--- Records for processing Enclosed Below ---

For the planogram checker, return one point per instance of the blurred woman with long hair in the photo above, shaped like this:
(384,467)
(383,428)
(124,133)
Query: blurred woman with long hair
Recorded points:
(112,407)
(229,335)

--- End of Enclosed Records for processing ---

Output all entries again exactly; no line may be altered.

For the planogram checker, return one point per instance of the blurred woman with long hair in the photo above, shaped like this:
(384,467)
(383,428)
(124,133)
Query: blurred woman with long hair
Recorded points:
(112,407)
(229,335)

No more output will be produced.